> _DOCUMENT SEGMENT_:
◆ ◆ ◆ ◆ ◆ ◆ ◆
Her passion for the environment can be traced back to her childhood, when she and her father would walk side by side through the vast Virginia farmlands.
While she and her family were frequent movers, their VA farm was what she considered home.
However, it was the beaches of North Carolina that instilled within her a love for marine life.
Before she ever considered dedicating her life to the preservation of sea turtles, she would observe their behaviors, watching in awe as they would glide through the ocean.
She didn’t know at the time that these experiences would become the basis for her proudest achievements in life.
College and Beyond: The Many Lives of Tracey Lemon
During her first foray into higher education, Tracey was studying agricultural science, hoping to one day become an extension agent.
According to AgCareers, an extension agent is “employed by land-grant universities to serve the citizens of their particular state by acting as an expert or teacher on a topic relating to economics, community development, agriculture, family, animal production, diet, and nutrition.”
However, when she considered the low average wages of extension agents, she opted instead to join the army.
Aside from being an eye-opening experience, Tracey’s time in the army was of great financial benefit, as, through the G.I. Bill, she had her first car, first house, and college tuition paid for.
◆ ◆ ◆ ◆ ◆ ◆ ◆
> _EXERCISE TASKS_:
[1] According to the Tracey Lemon profile, what was Tracey studying during her first foray into higher education?
[2] From the Tracey Lemon profile, return the passage that begins at the words "Before she ever" and stops after "achievements in life.".
The material that comes next has no connection to the Tracey Lemon profile.

> _EXTRACTED RECORDS_:
◆ ◆ ◆ ◆ ◆ ◆ ◆
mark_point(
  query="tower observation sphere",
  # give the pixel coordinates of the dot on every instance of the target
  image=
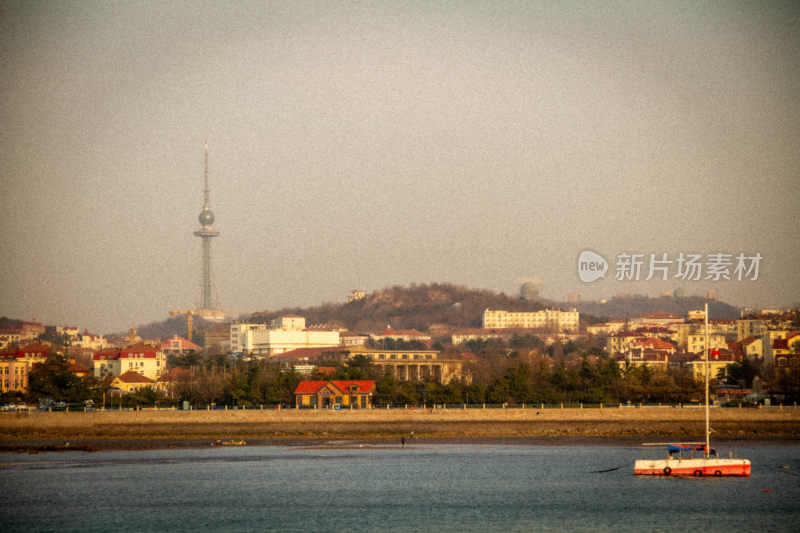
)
(206, 233)
(206, 217)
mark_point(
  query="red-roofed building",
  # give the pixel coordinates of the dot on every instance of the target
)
(656, 319)
(328, 394)
(406, 335)
(79, 370)
(178, 346)
(131, 381)
(145, 359)
(13, 375)
(35, 352)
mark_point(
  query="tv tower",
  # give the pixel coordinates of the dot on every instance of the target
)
(206, 233)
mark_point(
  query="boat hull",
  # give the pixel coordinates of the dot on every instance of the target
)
(714, 467)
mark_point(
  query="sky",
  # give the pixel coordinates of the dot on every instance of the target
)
(361, 145)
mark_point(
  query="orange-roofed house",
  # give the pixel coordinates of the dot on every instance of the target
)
(35, 352)
(178, 346)
(131, 381)
(327, 394)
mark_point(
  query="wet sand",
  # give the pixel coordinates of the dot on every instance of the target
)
(100, 430)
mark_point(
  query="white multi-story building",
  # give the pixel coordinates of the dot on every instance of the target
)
(544, 319)
(284, 334)
(696, 342)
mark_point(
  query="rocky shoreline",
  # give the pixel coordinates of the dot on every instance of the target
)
(100, 430)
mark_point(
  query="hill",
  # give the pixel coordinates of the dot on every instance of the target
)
(414, 307)
(420, 306)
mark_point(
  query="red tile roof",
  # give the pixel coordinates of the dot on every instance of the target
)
(176, 374)
(308, 353)
(346, 386)
(132, 376)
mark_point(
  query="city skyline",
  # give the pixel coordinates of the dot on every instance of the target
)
(371, 145)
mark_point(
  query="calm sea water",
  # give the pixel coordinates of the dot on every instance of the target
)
(437, 488)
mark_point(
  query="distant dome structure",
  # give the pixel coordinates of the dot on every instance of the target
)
(206, 217)
(529, 288)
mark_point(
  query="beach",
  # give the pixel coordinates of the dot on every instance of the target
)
(167, 428)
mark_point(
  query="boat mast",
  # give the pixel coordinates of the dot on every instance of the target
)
(708, 444)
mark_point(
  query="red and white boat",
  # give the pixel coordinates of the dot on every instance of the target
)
(680, 459)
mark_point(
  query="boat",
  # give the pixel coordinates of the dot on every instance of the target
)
(681, 460)
(232, 442)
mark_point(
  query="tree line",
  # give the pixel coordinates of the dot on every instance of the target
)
(520, 370)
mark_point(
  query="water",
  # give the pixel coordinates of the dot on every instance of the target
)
(437, 488)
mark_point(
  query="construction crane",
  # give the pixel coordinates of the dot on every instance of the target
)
(189, 317)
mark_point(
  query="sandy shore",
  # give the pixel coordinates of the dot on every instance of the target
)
(166, 429)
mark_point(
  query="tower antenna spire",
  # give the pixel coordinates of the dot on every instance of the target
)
(206, 233)
(205, 178)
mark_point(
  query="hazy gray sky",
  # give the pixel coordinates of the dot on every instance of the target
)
(367, 144)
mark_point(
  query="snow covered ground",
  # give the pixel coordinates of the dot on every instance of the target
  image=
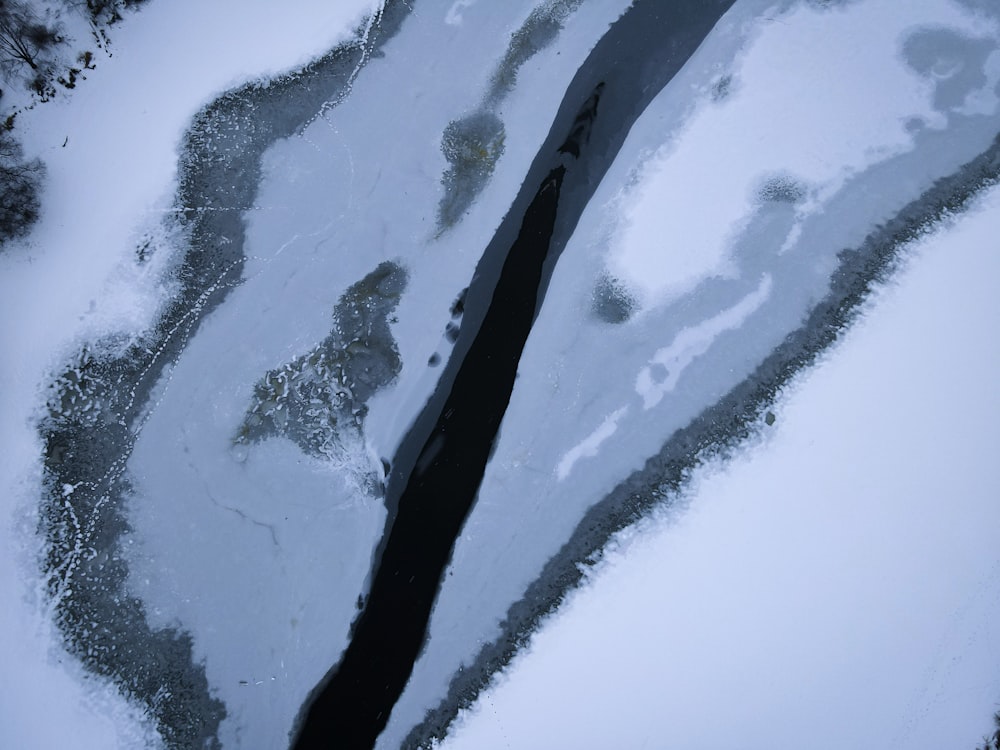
◆ ◆ ◆ ◆ ◆ ◆ ◆
> _ANSWERS IN ORDER_:
[1] Agricultural science.

[2]
Before she ever considered dedicating her life to the preservation of sea turtles, she would observe their behaviors, watching in awe as they would glide through the ocean.
She didn’t know at the time that these experiences would become the basis for her proudest achievements in life.